◆ WHAT IS BEING ASKED ◆
From the line containing "Final review stage: ensure every driver" to the last line of the records below, repeat every line exactly and add nothing else.

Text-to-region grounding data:
*** Begin section ***

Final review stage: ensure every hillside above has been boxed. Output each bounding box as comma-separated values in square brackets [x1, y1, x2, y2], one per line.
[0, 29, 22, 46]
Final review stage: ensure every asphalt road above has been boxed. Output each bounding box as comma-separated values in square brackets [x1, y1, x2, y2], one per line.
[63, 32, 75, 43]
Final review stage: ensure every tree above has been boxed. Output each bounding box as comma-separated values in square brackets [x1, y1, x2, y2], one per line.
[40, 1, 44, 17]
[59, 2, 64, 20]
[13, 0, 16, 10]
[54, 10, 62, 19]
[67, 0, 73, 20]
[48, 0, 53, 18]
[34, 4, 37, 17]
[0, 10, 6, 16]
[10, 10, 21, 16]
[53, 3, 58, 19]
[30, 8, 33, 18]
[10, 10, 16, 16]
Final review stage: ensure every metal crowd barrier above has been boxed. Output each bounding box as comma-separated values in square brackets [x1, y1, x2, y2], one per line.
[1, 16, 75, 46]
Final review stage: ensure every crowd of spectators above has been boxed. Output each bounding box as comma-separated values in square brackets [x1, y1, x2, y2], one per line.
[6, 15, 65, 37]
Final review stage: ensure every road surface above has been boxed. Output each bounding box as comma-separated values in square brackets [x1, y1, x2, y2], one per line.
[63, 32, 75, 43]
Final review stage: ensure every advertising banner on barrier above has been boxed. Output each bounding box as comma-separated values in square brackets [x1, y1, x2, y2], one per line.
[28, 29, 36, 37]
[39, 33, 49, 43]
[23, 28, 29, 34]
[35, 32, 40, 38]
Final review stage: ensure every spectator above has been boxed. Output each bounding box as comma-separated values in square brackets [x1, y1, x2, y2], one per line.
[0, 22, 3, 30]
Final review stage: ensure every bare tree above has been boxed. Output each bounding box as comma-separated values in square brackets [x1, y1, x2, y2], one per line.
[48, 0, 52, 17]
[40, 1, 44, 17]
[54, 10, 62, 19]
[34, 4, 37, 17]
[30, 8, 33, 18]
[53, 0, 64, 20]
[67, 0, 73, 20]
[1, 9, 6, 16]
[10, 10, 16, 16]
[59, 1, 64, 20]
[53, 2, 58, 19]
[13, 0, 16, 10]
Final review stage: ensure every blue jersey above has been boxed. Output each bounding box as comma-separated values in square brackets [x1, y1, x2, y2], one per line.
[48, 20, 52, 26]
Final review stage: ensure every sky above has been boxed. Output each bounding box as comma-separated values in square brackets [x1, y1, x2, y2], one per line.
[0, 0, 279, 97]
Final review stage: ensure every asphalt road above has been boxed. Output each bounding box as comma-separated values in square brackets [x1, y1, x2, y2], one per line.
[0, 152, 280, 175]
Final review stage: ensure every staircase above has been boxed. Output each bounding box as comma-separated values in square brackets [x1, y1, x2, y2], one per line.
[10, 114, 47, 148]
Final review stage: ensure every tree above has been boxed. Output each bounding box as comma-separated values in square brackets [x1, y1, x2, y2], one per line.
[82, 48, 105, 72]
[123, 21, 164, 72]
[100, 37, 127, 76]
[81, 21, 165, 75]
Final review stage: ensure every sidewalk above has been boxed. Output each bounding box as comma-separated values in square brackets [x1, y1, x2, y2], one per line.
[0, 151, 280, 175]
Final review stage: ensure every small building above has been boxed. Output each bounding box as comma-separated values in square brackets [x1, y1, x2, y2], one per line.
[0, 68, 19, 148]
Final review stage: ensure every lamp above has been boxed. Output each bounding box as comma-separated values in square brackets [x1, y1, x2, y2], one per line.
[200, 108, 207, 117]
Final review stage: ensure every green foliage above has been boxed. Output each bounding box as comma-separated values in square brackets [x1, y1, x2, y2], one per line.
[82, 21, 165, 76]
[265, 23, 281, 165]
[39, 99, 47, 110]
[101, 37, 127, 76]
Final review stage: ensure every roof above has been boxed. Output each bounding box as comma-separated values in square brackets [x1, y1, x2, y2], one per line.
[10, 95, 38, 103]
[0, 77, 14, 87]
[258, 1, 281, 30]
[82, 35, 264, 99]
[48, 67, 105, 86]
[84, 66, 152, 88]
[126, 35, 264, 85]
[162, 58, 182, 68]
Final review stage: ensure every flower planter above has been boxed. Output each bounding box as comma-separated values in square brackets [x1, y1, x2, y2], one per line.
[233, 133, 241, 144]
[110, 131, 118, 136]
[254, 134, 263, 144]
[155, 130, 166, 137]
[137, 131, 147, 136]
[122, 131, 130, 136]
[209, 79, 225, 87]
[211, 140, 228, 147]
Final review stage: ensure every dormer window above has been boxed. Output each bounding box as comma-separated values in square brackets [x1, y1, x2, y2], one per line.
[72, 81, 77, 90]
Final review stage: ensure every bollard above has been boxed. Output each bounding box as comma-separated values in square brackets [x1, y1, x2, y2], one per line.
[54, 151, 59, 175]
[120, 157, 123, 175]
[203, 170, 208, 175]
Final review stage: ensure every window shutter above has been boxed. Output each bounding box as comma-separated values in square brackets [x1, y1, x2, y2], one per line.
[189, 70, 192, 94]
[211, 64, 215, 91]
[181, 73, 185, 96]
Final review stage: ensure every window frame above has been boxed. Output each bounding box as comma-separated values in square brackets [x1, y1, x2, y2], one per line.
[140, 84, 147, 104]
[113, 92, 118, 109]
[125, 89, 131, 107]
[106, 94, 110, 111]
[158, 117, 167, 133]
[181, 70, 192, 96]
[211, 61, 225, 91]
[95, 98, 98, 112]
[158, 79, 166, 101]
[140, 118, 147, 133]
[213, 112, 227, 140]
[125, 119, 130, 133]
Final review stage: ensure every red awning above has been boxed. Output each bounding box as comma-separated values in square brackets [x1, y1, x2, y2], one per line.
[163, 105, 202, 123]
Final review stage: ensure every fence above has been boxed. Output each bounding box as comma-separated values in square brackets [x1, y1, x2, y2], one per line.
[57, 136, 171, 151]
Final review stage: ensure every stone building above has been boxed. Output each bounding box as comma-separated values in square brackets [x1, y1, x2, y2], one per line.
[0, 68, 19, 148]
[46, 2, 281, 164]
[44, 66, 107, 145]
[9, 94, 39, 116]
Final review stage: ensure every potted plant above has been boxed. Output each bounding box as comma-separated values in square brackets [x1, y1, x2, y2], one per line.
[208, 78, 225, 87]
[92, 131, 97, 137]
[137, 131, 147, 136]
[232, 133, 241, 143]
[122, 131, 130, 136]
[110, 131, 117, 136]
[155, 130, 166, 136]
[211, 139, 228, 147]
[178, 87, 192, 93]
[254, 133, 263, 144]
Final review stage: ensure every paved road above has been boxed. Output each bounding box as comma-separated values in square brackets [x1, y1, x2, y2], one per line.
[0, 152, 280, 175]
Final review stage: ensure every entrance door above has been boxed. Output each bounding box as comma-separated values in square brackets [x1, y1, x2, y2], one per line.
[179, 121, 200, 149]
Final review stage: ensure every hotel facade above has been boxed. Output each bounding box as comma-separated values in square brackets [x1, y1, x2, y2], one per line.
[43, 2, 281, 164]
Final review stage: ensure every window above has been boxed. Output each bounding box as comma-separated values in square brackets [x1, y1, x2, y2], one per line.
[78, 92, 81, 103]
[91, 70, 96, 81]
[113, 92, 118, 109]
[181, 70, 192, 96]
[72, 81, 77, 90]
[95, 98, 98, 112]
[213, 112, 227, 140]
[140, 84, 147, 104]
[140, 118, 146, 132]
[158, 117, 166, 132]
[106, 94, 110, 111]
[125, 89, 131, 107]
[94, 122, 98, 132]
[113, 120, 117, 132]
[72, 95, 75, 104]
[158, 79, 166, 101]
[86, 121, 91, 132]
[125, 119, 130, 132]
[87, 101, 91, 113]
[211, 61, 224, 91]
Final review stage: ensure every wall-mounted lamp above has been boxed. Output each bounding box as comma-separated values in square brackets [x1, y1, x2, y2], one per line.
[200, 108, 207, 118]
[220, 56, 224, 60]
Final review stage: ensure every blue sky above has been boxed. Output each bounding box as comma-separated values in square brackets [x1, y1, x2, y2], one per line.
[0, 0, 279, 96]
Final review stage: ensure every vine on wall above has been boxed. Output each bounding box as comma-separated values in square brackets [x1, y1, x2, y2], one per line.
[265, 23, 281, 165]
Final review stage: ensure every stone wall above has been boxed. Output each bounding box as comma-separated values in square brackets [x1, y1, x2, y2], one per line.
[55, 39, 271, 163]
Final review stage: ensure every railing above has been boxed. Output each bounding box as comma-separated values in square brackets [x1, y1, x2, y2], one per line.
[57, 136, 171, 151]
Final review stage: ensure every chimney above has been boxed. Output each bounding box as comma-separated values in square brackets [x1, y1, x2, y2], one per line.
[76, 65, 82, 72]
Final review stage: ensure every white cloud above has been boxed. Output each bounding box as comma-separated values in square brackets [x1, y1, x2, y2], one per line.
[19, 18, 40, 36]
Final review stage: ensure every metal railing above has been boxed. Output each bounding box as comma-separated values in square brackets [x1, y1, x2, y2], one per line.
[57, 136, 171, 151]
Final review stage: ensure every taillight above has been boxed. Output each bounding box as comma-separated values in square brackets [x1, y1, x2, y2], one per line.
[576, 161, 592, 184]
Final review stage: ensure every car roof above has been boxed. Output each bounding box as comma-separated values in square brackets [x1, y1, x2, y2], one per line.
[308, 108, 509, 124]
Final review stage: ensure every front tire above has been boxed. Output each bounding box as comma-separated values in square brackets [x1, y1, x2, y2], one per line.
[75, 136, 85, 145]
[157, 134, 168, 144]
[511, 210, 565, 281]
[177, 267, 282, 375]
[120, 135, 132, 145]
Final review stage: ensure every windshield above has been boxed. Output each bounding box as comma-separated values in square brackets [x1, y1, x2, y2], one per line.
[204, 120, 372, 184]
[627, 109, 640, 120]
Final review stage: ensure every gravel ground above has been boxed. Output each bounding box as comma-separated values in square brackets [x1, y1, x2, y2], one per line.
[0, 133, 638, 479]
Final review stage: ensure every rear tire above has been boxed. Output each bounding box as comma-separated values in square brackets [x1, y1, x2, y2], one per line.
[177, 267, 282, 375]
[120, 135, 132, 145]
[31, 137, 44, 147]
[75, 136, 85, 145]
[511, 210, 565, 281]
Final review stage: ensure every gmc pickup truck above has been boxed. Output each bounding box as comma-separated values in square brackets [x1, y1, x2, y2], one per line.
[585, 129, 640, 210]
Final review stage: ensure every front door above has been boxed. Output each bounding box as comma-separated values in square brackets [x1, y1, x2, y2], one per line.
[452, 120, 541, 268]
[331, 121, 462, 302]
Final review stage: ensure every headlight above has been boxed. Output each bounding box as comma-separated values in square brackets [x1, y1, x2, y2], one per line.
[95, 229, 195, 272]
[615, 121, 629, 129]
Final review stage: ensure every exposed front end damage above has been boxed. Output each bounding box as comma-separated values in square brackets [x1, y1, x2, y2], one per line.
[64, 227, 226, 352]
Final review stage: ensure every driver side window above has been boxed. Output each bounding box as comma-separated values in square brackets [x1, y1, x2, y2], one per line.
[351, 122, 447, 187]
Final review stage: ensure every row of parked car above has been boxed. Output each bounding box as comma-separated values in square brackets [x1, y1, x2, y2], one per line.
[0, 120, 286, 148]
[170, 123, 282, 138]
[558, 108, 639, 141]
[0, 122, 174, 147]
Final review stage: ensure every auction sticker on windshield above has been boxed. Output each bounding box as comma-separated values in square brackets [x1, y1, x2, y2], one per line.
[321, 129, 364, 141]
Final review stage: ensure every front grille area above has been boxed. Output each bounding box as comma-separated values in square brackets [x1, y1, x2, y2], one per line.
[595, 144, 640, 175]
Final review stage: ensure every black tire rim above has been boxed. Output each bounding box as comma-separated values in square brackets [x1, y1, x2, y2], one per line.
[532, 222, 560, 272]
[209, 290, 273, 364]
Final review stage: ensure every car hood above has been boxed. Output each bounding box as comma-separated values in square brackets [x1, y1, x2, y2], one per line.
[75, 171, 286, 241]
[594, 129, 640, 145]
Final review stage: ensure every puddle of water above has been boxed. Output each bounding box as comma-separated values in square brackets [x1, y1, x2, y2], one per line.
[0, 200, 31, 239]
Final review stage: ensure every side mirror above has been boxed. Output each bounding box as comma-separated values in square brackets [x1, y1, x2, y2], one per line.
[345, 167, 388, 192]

*** End section ***

◆ EXPECTED ANSWER ◆
Final review stage: ensure every driver side window above has been boxed. Output each bounding box as comma-separated values in square brackets [x1, y1, x2, y2], one per line.
[351, 122, 447, 187]
Final review stage: ensure every row of parked car above has been boxed. Output each bounding box as comma-separated values in square brackets [x1, y1, x2, y2], one per line.
[0, 120, 286, 148]
[170, 123, 282, 138]
[558, 108, 639, 141]
[0, 122, 174, 147]
Final review stage: ensure every auction sticker on windshield above has been boxed. Output each bounding box as comma-separated values in square brackets [x1, y1, x2, y2], one per line.
[321, 129, 364, 141]
Final review stage: ensure every front grille area above has been boxed. Output each bounding box as comma-separated values in square brackets [x1, y1, x2, y2], one per line.
[595, 144, 640, 175]
Final review stage: ensure every black tire rim above has been boxed. Output each bounding box as comma-separated values in square brackets [x1, y1, x2, y2], one per line.
[532, 222, 560, 272]
[209, 290, 273, 364]
Final review stage: ensure every car hood above has been boxed. Output each bounding box as comma-separated values in square brackets [x1, y1, x2, y2], one per line.
[75, 171, 286, 241]
[594, 129, 640, 145]
Final review stage: ensure every puddle of water above has been boxed. Output each bounding box as comma-separated values in square brackets [x1, y1, x2, y2], one per line.
[0, 200, 31, 239]
Final review stage: ensure every side mirror above has been boxed. Output each bounding box as comma-separated values in square brackets [x1, y1, x2, y2], one per line.
[345, 167, 388, 192]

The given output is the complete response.